Extracted data entries
************
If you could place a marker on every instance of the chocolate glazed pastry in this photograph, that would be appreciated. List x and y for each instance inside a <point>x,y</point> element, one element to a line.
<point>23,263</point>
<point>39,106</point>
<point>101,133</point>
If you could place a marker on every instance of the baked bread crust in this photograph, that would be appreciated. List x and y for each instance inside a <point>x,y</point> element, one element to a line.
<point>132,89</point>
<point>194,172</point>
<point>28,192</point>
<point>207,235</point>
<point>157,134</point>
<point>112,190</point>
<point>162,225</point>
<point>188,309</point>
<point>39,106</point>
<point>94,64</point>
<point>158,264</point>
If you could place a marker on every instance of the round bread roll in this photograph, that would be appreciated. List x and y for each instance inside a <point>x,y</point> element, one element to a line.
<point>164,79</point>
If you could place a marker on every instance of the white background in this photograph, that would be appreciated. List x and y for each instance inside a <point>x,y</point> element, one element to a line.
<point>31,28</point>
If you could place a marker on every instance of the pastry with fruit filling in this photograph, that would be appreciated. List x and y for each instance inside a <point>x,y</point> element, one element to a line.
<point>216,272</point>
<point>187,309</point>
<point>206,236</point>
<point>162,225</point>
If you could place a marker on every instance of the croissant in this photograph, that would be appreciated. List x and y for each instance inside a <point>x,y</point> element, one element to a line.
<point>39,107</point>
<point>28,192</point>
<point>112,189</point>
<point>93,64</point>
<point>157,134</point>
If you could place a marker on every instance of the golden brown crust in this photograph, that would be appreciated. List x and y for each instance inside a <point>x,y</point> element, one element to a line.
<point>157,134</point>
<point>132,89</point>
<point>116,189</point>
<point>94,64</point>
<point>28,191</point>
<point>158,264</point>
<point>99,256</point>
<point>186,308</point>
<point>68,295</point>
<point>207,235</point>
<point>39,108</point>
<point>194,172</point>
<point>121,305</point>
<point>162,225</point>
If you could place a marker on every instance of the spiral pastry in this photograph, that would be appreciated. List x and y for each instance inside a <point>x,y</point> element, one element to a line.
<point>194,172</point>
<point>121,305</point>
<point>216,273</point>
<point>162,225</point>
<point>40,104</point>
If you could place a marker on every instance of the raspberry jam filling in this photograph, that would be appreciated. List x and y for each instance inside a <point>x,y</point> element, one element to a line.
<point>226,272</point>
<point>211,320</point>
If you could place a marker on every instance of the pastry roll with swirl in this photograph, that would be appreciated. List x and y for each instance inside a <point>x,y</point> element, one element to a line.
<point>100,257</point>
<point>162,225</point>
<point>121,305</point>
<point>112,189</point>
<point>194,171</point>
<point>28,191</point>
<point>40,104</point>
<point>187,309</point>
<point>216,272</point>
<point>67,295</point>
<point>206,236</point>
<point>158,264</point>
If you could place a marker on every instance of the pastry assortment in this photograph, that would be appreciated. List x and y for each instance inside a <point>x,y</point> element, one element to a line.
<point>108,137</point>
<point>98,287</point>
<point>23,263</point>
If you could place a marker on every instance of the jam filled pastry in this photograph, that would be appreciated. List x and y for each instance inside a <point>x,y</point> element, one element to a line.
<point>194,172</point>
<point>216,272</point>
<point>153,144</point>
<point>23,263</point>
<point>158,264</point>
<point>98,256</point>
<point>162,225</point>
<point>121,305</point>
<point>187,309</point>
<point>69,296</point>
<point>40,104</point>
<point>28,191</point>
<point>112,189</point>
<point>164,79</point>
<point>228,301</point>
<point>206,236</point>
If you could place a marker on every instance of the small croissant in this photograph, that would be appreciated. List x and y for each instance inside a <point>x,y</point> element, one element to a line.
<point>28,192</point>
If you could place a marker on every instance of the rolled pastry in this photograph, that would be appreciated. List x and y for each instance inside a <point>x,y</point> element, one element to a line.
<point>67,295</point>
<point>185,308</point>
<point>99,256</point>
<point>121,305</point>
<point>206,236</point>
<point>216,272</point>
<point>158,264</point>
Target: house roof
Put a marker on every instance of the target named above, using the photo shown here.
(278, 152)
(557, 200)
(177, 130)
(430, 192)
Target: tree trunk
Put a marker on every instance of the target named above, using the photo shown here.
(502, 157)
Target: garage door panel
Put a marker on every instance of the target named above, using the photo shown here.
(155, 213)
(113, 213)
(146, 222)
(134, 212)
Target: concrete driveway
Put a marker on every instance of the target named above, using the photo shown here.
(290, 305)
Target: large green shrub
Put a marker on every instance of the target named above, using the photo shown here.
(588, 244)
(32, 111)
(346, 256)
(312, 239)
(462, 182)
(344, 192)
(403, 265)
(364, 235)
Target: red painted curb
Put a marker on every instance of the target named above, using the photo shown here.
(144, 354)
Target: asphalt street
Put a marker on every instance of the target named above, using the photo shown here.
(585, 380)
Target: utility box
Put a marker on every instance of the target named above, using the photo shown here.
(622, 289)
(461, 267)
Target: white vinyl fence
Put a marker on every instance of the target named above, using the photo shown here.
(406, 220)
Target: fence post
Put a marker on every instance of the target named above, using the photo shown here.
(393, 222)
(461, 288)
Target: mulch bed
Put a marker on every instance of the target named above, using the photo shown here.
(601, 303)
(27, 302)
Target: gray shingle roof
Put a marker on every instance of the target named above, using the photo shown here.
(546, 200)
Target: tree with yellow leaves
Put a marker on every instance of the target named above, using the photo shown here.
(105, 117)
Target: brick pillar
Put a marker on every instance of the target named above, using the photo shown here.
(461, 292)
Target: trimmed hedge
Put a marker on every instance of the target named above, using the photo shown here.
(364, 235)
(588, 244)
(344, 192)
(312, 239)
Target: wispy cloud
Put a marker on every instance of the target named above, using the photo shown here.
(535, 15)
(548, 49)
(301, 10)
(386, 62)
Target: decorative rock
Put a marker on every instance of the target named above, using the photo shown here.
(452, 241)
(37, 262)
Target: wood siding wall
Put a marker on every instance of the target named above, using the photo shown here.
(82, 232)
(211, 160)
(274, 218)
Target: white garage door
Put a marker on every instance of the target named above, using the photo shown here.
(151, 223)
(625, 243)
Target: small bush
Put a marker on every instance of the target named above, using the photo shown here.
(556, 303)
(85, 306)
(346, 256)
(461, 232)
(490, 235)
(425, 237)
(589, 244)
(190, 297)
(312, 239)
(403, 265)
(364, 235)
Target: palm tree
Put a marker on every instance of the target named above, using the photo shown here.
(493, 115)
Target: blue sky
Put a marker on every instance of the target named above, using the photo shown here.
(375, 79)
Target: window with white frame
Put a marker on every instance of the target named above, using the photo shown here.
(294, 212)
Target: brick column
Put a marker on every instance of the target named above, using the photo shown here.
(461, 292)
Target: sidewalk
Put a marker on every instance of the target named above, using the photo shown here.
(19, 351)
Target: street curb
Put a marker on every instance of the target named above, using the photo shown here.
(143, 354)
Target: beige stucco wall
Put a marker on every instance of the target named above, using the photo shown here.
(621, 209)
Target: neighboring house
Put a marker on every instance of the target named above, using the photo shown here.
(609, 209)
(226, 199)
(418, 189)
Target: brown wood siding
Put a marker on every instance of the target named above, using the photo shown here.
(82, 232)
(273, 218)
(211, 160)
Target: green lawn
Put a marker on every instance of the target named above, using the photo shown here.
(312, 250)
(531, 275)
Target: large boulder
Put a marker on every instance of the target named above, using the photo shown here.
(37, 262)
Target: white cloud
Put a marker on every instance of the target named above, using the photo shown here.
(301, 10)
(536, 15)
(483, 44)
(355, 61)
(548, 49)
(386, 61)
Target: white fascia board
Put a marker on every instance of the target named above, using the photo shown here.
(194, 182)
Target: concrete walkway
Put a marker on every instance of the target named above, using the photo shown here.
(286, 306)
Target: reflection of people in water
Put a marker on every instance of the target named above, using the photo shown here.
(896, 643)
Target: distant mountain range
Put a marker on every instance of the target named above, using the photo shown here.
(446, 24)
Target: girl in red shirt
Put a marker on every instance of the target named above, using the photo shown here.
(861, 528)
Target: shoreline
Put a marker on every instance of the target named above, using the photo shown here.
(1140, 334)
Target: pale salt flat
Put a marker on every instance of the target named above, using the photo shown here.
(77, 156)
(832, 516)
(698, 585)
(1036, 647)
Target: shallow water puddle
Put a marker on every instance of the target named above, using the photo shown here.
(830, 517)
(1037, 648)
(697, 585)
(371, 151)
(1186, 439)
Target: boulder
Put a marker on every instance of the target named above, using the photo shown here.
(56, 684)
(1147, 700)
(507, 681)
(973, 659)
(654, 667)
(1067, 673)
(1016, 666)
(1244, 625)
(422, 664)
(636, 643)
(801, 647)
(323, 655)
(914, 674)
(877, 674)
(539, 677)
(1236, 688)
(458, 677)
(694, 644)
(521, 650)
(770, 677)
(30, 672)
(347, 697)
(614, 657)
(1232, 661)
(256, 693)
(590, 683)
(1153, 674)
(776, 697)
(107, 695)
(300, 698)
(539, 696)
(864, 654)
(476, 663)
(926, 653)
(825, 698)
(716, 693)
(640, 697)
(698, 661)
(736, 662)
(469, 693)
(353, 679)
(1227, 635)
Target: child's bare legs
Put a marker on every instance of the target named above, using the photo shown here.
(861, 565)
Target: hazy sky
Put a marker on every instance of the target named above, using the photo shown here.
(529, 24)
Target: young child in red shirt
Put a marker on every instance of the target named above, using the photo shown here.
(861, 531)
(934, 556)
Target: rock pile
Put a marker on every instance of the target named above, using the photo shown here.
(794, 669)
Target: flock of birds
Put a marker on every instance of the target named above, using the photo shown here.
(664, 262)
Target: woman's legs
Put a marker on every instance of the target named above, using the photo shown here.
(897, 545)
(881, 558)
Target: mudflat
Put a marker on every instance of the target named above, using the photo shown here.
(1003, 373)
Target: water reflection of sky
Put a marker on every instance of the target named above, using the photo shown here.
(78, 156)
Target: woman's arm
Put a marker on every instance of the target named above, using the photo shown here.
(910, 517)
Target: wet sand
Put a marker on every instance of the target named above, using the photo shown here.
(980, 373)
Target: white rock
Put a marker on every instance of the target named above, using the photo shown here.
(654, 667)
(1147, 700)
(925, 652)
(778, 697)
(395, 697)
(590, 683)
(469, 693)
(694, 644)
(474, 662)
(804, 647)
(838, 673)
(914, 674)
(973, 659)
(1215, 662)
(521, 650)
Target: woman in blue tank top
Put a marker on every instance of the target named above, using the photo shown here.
************
* **Problem to work on**:
The answer should consist of all lines from the records above that hold the word "concrete".

* **Reply**:
Target: concrete driveway
Target: concrete walkway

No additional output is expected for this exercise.